-------- INPUT MATERIAL

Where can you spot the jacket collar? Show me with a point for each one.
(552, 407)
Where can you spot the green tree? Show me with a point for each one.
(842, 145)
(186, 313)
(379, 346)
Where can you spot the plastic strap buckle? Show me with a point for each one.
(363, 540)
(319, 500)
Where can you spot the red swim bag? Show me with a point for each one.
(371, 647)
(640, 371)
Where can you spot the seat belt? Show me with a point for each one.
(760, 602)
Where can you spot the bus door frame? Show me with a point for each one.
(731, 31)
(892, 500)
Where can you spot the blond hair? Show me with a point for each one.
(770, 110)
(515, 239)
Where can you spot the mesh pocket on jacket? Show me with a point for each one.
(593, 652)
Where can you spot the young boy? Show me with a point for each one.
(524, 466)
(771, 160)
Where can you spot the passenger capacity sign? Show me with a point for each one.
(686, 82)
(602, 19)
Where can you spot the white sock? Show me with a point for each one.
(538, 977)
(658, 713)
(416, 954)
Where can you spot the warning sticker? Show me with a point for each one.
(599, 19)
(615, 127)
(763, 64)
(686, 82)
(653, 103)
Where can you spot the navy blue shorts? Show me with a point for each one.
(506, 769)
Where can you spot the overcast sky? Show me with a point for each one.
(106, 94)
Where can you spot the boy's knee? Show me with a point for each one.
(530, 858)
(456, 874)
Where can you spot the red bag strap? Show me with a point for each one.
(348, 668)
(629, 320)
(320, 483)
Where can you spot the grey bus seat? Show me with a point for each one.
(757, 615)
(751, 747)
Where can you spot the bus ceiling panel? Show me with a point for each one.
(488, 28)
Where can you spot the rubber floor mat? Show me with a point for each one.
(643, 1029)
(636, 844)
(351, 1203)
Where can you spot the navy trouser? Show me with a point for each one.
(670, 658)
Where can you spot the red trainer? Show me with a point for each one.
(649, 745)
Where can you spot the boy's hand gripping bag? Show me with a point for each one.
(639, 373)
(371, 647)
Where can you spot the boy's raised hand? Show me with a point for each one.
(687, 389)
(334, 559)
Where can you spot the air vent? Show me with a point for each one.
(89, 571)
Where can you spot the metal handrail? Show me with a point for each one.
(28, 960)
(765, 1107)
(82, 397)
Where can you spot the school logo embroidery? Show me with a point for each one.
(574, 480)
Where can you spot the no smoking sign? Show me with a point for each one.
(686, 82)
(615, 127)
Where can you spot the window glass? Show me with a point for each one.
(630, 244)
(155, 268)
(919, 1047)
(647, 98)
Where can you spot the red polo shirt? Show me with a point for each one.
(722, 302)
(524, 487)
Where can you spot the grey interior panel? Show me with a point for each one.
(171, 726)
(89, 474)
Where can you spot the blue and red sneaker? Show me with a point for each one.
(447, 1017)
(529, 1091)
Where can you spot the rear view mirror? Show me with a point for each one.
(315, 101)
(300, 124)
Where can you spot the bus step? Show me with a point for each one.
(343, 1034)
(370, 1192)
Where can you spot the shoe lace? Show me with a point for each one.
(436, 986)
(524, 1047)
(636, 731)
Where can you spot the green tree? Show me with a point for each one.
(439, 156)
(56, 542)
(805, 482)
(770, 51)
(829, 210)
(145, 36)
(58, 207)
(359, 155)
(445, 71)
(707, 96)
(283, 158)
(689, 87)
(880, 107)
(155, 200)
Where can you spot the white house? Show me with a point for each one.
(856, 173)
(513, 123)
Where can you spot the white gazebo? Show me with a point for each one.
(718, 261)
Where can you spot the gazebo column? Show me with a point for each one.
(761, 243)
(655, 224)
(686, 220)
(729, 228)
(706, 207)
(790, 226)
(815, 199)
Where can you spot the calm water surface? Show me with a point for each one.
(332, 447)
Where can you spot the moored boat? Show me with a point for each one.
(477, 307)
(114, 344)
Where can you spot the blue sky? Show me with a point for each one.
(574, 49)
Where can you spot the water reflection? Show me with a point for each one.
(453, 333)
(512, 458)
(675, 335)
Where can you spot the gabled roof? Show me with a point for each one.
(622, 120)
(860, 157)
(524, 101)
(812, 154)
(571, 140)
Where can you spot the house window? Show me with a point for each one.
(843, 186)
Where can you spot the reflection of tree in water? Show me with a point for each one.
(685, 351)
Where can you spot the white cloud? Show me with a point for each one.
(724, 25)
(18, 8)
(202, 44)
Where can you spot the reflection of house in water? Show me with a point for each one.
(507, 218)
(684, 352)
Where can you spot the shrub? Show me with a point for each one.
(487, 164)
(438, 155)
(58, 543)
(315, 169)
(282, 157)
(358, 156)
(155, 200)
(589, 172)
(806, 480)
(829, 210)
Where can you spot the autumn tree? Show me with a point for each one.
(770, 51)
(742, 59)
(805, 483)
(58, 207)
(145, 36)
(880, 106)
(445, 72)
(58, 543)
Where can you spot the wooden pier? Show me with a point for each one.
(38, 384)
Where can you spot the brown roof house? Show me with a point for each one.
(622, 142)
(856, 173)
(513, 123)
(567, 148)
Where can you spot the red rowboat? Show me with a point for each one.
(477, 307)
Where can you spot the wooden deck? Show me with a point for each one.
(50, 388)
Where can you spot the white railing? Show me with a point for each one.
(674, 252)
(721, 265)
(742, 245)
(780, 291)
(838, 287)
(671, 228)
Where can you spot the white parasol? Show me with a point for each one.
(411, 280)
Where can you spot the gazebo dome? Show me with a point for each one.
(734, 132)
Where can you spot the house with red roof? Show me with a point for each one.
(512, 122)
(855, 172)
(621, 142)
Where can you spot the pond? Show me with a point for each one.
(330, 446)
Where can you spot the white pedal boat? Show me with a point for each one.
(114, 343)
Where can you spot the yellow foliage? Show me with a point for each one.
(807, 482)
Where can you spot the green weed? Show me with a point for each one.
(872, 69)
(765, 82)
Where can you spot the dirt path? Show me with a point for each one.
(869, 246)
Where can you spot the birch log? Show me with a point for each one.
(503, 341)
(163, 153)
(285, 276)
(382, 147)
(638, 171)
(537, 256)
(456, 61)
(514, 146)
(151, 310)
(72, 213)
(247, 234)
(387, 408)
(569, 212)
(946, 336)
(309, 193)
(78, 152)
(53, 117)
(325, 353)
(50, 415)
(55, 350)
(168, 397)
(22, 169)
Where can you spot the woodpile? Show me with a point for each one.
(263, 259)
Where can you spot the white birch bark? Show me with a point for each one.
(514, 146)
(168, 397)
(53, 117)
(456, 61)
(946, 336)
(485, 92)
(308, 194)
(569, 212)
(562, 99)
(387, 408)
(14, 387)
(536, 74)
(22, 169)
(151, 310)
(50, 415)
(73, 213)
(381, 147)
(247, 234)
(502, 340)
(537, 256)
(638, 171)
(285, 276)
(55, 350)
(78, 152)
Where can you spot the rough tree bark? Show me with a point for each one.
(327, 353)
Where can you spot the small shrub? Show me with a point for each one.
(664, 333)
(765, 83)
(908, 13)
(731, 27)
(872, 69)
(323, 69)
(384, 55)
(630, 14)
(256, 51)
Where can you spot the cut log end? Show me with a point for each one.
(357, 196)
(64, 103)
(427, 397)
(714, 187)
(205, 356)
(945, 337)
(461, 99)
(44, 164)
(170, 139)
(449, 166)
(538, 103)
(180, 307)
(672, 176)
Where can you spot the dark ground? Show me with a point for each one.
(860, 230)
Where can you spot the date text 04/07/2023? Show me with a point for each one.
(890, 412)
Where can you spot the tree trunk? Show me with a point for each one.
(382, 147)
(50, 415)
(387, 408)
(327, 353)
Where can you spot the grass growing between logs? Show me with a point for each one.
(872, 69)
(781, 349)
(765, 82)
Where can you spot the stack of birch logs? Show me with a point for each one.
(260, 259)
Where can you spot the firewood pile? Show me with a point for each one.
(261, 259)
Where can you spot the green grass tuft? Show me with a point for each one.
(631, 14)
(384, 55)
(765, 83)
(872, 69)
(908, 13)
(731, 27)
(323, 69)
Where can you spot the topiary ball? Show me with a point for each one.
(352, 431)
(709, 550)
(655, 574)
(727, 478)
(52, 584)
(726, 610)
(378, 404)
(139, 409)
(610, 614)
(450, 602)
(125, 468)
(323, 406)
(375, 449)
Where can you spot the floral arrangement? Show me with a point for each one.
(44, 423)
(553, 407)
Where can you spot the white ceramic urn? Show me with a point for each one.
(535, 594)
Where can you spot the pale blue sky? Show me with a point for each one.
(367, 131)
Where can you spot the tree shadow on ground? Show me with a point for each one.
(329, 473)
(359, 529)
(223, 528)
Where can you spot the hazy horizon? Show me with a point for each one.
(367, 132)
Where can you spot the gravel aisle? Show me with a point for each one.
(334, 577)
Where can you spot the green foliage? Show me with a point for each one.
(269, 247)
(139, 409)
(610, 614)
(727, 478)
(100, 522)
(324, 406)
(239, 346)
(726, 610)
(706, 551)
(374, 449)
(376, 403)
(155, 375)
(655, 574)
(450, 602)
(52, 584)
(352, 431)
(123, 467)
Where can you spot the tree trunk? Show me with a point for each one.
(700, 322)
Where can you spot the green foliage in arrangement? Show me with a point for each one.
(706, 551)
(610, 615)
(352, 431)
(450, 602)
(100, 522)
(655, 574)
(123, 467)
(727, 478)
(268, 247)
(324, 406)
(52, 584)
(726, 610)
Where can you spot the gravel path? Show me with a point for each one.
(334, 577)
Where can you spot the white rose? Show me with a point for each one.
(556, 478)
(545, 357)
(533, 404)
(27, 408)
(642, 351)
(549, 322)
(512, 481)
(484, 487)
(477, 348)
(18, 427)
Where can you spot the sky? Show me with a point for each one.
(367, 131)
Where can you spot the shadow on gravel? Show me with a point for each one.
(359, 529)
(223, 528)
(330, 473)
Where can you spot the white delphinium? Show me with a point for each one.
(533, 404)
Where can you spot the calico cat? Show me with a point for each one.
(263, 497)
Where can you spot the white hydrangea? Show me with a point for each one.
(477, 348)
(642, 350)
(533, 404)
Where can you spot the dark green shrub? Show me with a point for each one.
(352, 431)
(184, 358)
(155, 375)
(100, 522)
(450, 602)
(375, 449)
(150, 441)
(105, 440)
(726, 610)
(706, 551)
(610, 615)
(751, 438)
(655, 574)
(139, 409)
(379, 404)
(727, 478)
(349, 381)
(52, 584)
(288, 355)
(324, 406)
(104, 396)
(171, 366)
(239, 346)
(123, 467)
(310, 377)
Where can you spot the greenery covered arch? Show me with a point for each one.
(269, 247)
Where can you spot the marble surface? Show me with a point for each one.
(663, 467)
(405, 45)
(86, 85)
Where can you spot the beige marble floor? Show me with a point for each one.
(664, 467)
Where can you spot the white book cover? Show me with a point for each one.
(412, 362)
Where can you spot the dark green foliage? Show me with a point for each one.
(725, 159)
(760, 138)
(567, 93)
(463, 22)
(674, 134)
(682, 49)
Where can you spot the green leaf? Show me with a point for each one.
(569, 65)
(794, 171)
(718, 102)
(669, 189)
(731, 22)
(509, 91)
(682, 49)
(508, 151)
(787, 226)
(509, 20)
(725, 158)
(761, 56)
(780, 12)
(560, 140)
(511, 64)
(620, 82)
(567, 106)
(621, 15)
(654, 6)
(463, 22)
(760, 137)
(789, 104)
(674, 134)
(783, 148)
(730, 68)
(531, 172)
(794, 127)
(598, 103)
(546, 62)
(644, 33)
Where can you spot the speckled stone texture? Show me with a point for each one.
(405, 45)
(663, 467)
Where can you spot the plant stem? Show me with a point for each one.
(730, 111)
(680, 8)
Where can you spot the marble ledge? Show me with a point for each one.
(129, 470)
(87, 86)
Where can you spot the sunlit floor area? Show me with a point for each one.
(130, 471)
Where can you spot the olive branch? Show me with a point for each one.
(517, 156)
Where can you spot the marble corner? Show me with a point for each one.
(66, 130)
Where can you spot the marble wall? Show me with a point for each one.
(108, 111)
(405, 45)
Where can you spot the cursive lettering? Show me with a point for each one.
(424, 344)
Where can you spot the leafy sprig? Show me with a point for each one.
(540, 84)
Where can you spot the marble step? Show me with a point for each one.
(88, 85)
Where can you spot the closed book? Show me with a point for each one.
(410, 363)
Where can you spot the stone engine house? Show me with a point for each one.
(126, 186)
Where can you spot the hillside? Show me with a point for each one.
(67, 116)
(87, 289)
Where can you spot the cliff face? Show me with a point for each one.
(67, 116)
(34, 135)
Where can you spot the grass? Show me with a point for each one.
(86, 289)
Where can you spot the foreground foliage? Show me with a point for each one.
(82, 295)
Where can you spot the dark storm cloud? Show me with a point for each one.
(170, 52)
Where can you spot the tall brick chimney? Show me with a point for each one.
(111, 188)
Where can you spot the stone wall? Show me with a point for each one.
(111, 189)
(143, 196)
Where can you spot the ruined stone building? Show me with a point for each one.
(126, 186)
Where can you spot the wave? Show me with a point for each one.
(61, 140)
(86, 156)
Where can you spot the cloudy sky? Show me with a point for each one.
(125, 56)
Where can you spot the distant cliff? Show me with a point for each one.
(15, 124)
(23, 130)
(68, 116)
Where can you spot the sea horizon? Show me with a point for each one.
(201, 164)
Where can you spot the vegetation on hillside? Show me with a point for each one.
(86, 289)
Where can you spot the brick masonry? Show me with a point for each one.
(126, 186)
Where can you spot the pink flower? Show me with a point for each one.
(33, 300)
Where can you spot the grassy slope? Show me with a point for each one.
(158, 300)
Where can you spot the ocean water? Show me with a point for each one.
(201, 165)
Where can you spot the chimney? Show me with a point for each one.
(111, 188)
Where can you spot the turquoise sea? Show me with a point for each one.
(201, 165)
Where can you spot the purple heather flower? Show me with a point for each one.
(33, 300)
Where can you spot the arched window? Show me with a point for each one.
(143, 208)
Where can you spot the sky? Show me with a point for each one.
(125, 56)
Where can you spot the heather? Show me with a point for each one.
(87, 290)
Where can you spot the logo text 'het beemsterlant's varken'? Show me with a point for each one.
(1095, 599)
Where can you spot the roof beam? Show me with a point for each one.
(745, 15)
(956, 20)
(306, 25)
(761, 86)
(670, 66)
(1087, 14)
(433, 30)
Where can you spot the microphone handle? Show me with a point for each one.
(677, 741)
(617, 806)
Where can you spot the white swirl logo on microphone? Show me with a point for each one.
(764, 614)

----------------

» **TASK DIRECTIONS**: Everything from the line with "Where can you spot the ocean" through the last line of the material above should be echoed exactly, and nothing else.

» **RESPONSE TO THIS TASK**:
Where can you spot the ocean water? Show me with a point for each one.
(201, 165)
Where can you spot the chimney? Show me with a point for each one.
(111, 188)
Where can you spot the turquoise sea? Show me with a point for each one.
(201, 165)
Where can you spot the purple heather flower? Show me with a point for each one.
(33, 300)
Where can you spot the arched window? Show me with a point for each one.
(143, 208)
Where can you spot the sky? Show me with a point for each one.
(125, 56)
Where can you spot the heather? Show me with a point for each one.
(87, 290)
Where can you spot the logo text 'het beemsterlant's varken'? Show me with a point for each one.
(1095, 599)
Where can you spot the roof beam? Show me with a point for each one.
(745, 15)
(956, 20)
(306, 25)
(761, 86)
(670, 66)
(1087, 14)
(433, 30)
Where can you spot the microphone handle? Show me with a point for each one.
(677, 741)
(617, 806)
Where can you spot the white swirl logo on microphone? Show me with a point for each one.
(764, 614)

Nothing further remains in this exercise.